• **AUFGABE 1**
Seit welchem Datum war das Kernkraftwerk Monju laut der Meldung über den Störfall am Netz?
• **AUFGABE 2**
Welche Uhrzeiten nennt die Meldung über den Störfall im Brüter Monju? Gib alle an.
• **AUFGABE 3**
Schreibe die Meldung über den Störfall im Brüter Monju im Anschluss an ihren letzten Satz weiter.

Dezember 1995

951209

ENERGIE-CHRONIK


Schwerer Störfall zwingt Japan zur Abschaltung seines Schnellen Brüters

Im japanischen Kernkraftwerk Monju, das als "Schneller Brüter" konstruiert ist, hat sich am 8.12. ein schwerer Störfall ereignet, der die Brüter-Technologie nunmehr auch in Japan in Frage stellen könnte. Das Kernkraftwerk befand sich erst seit 29. August 1995 am Netz. Es wurde mit 43 Prozent seiner Leistung von 280 MW betrieben, als um 19.47 Uhr ein Alarmsignal ertönte und die Instrumente auf überhöhte Temperatur im Kühlsystem aufmerksam machten. Als Ursache wurde der Austritt flüssigen Natriums aus einem Sekundärkreislauf festgestellt, das bei einer Temperatur um 500 °C mit der Luft reagierte und unter Bildung weißer Rauchschwaden zu Natriumoxid verbrannte. Daraufhin wurde ab 20.00 Uhr die Reaktorleistung schrittweise gesenkt und der Reaktor um 21.20 Uhr per Hand abgeschaltet. Um 00.15 Uhr wurden aus dem defekten Kühlkreislauf etwa 200 Kubikmeter Natrium in den dafür vorgesehenen Lagertank entleert. Neben der Leckstelle fanden sich etwa drei Kubikmeter ausgetretenes Natrium in erkaltetem, festem Zustand.

• **DATENSÄTZE**
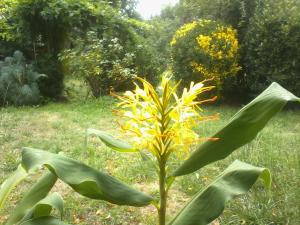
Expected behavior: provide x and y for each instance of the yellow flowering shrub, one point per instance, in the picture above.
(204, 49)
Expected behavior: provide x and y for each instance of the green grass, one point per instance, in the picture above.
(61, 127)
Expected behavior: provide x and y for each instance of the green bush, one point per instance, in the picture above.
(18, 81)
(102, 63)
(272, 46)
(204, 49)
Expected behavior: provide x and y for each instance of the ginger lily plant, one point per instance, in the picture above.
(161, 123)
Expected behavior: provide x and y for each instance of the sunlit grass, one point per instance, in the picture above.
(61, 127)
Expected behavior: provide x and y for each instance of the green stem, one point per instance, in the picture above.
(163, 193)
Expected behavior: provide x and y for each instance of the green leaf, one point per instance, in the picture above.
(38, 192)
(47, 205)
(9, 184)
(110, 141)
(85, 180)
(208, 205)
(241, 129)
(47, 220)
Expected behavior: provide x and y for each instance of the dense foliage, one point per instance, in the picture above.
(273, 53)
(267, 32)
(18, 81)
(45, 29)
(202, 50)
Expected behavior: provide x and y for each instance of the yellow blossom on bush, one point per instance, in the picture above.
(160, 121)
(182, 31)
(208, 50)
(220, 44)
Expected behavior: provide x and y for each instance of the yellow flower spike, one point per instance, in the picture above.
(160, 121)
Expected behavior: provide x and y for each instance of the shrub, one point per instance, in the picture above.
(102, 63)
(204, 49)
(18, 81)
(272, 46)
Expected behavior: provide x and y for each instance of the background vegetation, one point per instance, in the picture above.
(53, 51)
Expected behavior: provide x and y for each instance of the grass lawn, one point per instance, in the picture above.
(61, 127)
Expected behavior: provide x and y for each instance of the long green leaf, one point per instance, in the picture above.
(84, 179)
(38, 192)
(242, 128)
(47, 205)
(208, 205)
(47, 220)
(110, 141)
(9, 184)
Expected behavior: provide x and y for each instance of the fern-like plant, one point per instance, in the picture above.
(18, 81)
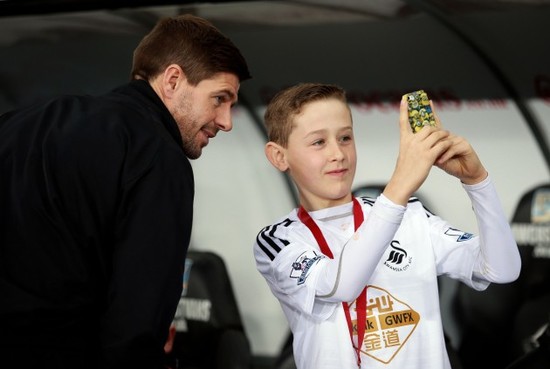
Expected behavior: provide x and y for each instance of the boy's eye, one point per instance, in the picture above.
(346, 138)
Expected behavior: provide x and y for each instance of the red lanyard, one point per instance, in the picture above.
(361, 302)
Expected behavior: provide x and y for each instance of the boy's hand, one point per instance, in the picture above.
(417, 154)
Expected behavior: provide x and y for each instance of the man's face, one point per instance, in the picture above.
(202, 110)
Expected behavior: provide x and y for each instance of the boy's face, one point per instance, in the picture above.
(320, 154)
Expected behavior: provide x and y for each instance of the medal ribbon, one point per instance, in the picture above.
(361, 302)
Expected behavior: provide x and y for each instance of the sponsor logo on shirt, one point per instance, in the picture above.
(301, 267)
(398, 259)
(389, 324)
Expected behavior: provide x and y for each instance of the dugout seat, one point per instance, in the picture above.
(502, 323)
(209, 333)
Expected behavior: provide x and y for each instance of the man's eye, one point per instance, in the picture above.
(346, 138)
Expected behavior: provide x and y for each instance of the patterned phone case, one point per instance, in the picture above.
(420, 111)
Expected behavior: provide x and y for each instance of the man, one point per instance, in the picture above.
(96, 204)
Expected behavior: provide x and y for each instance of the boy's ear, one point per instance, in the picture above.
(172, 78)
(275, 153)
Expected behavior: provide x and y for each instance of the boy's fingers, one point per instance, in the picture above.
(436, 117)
--
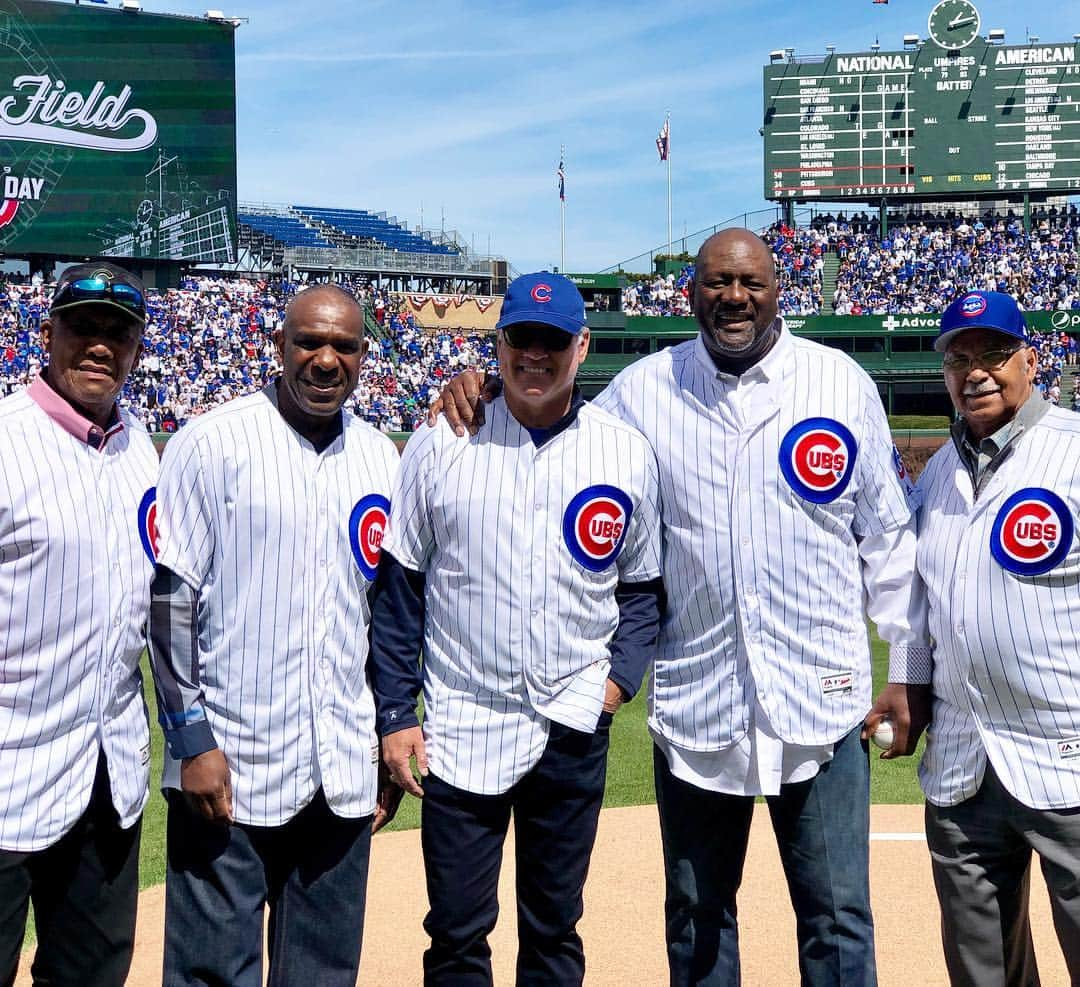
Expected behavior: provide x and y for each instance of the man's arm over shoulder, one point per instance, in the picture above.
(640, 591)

• **AUSGABE 1**
Seit dem 29. August 1995.

• **AUSGABE 2**
- 19.47 Uhr
- 20.00 Uhr
- 21.20 Uhr
- 00.15 Uhr

• **AUSGABE 3**
Keine radioaktive Verseuchung der Umwelt

Nach Ansicht von Fachleuten war die Kühlung des Reaktors nicht in Gefahr. Die Anlage ist dreikreisig ausgeführt: Ein primärer Natriumkreis überträgt die Wärme auf einen sekundären Natriumkreis, der nicht radioaktiv belastet ist. Dieser gibt dann die Wärme an einen Wasserdampfkreis ab, der in konventioneller Weise die Energie für die Stromerzeugung liefert. Aus Sicherheitsgründen sind alle drei Kreise dreifach vorhanden. Der Störfall betraf einen der insgesamt drei Kreise des sekundären Natriumkreislaufs, so daß die beiden anderen noch intakt waren. Da das Leck nicht im primären, sondern im sekundären Natriumkreis auftrat, erfolgte durch den Austritt des Kühlmittels auch keine radioaktive Verseuchung der Umwelt. Grundsätzlich könnte ein Natriumbrand aber auch den radioaktiven Teil der Anlage gefährden. Eine zusätzliches Risiko liegt darin, daß das austretende Natrium mit Wasser in Berührung kommen und dadurch explosionsartig reagieren könnte.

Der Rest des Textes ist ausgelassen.